- EXTRACTED TEXT -

···

Heathrow announces that employment levels no longer sustainable, as Government launches 14-day quarantine
Passenger numbers in May continued at an all-time low (down 97% compared to the same time last year).
Grim picture is set to continue thanks to the Government’s quarantine policy which requires all arriving passengers to self-isolate for two weeks. In line with this decline, the airport has begun to restructure its frontline roles, having already cut 1/3rd of managerial roles.
Heathrow is urging the Government to establish ‘air bridges’ to low risk countries that will enable the country to restart its economy in earnest, protecting livelihoods in aviation and the sectors that rely on it.
Comes as aviation industry calls for a 12-months waiver in business rates for all airports in England and Wales, matching the support given to Scottish and Northern Irish airports and the UK’s hospitality and leisure sector.
Despite an increase in cargo only aircraft, overall cargo tonnage has decreased by 40% as the bulk of cargo usually travels in the belly hold of passenger planes.
Last month, Heathrow began trialling thermal screening technology in the immigration hall of Terminal 2 and the check in area in Terminal 5. These trials are part of a wider programme looking at how technology could reduce the risk of contracting or transmitting COVID-19 when travelling and in future could help create a Common International Standard for health screening.
Heathrow CEO, John Holland-Kaye, said: “Throughout this crisis, we have tried to protect front line jobs, but this is no longer sustainable, and we have now agreed a voluntary severance scheme with our union partners. While we cannot rule out further job reductions, we will continue to explore options to minimise the number of job losses.”

···

- RECORDS SUPPLIED -
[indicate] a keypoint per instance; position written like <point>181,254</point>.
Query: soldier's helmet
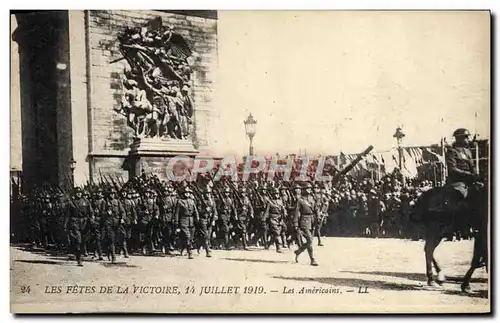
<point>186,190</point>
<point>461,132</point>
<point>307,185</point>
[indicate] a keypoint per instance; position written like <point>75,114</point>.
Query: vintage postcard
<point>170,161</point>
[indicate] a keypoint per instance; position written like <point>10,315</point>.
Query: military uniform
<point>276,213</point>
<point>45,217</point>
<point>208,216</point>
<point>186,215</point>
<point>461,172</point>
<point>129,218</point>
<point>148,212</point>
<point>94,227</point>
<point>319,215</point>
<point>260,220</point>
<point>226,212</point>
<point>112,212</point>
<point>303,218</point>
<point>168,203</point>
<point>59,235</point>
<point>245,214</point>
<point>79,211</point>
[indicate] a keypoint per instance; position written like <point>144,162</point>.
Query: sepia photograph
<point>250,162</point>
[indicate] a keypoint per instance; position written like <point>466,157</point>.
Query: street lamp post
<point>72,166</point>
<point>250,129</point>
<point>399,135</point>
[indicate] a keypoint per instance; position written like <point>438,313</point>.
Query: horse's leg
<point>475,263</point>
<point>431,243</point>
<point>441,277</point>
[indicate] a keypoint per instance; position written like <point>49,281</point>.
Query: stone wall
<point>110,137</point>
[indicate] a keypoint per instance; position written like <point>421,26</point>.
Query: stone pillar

···

- TASK ITEM -
Please state by what percentage overall cargo tonnage decreased, according to the Heathrow update. These records have no connection to the Heathrow update.

- RESPONSE TO THE TASK -
It decreased by 40%.